■ Problem to work on ■
Copy out all of the data below exactly, so that no word differs from the original.

■ Raw data ■
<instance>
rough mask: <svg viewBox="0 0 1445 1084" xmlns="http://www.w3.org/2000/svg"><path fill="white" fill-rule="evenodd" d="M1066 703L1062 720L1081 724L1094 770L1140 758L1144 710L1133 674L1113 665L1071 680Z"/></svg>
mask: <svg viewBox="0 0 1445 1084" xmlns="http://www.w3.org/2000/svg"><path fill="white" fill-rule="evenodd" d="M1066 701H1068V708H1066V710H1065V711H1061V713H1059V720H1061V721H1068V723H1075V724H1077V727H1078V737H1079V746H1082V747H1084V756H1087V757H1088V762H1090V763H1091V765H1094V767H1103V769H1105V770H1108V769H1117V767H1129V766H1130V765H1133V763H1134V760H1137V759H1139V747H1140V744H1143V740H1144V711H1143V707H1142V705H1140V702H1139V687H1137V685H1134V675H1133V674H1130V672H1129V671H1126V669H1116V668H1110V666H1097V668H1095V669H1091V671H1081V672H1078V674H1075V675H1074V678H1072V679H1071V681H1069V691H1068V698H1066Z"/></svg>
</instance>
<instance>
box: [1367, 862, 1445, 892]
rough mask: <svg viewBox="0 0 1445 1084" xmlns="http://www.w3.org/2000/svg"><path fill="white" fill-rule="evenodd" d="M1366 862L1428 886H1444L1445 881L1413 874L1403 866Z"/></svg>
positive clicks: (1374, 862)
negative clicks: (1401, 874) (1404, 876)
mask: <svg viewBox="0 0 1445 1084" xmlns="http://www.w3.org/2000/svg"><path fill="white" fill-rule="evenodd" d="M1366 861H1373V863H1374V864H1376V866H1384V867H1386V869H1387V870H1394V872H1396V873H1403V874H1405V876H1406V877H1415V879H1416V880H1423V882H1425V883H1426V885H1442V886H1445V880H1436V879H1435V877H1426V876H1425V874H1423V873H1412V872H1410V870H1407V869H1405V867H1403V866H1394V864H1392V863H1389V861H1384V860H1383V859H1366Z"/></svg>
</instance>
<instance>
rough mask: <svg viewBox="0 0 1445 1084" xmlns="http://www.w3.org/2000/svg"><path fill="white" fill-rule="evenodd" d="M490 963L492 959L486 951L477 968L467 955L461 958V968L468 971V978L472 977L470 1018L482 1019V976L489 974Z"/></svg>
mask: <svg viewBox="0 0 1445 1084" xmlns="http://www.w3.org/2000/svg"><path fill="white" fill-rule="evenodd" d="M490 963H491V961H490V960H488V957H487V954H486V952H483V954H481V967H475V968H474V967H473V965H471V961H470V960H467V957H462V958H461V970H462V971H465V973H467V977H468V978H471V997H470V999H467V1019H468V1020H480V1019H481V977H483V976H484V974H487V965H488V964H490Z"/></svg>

■ Task answer ■
<instance>
rough mask: <svg viewBox="0 0 1445 1084" xmlns="http://www.w3.org/2000/svg"><path fill="white" fill-rule="evenodd" d="M1066 703L1062 720L1081 724L1094 770L1140 758L1144 710L1133 674L1113 665L1071 680Z"/></svg>
mask: <svg viewBox="0 0 1445 1084" xmlns="http://www.w3.org/2000/svg"><path fill="white" fill-rule="evenodd" d="M1066 701H1068V708H1066V710H1065V711H1061V713H1059V720H1061V721H1068V723H1075V724H1077V727H1078V737H1079V746H1082V747H1084V756H1087V757H1088V762H1090V763H1091V765H1094V767H1103V769H1105V770H1108V769H1117V767H1129V766H1130V765H1133V763H1134V760H1137V759H1139V747H1140V744H1143V740H1144V711H1143V707H1142V705H1140V702H1139V687H1137V685H1134V675H1133V674H1130V672H1129V671H1126V669H1116V668H1110V666H1097V668H1095V669H1091V671H1081V672H1078V674H1075V675H1074V678H1072V679H1071V681H1069V691H1068V698H1066Z"/></svg>
</instance>
<instance>
box: [1367, 862, 1445, 892]
rough mask: <svg viewBox="0 0 1445 1084" xmlns="http://www.w3.org/2000/svg"><path fill="white" fill-rule="evenodd" d="M1366 862L1428 886H1444L1445 881L1413 874L1403 866Z"/></svg>
positive clicks: (1374, 862)
negative clicks: (1401, 874) (1404, 876)
mask: <svg viewBox="0 0 1445 1084" xmlns="http://www.w3.org/2000/svg"><path fill="white" fill-rule="evenodd" d="M1366 861H1373V863H1374V864H1376V866H1384V867H1386V869H1387V870H1394V872H1396V873H1403V874H1405V876H1406V877H1415V879H1416V880H1423V882H1425V883H1426V885H1442V886H1445V880H1436V879H1435V877H1426V876H1425V874H1423V873H1412V872H1410V870H1407V869H1405V867H1403V866H1394V864H1392V863H1389V861H1384V860H1383V859H1366Z"/></svg>
</instance>
<instance>
rough mask: <svg viewBox="0 0 1445 1084" xmlns="http://www.w3.org/2000/svg"><path fill="white" fill-rule="evenodd" d="M490 963L492 959L486 951L477 968L467 955L461 958V968L468 971V978L472 977L470 1018L482 1019V976L489 974Z"/></svg>
mask: <svg viewBox="0 0 1445 1084" xmlns="http://www.w3.org/2000/svg"><path fill="white" fill-rule="evenodd" d="M490 963H491V961H490V960H488V957H487V954H486V952H483V954H481V967H475V968H474V967H473V965H471V961H470V960H467V957H462V958H461V970H462V971H465V973H467V977H468V978H471V997H470V999H467V1019H468V1020H480V1019H481V977H483V976H484V974H487V965H488V964H490Z"/></svg>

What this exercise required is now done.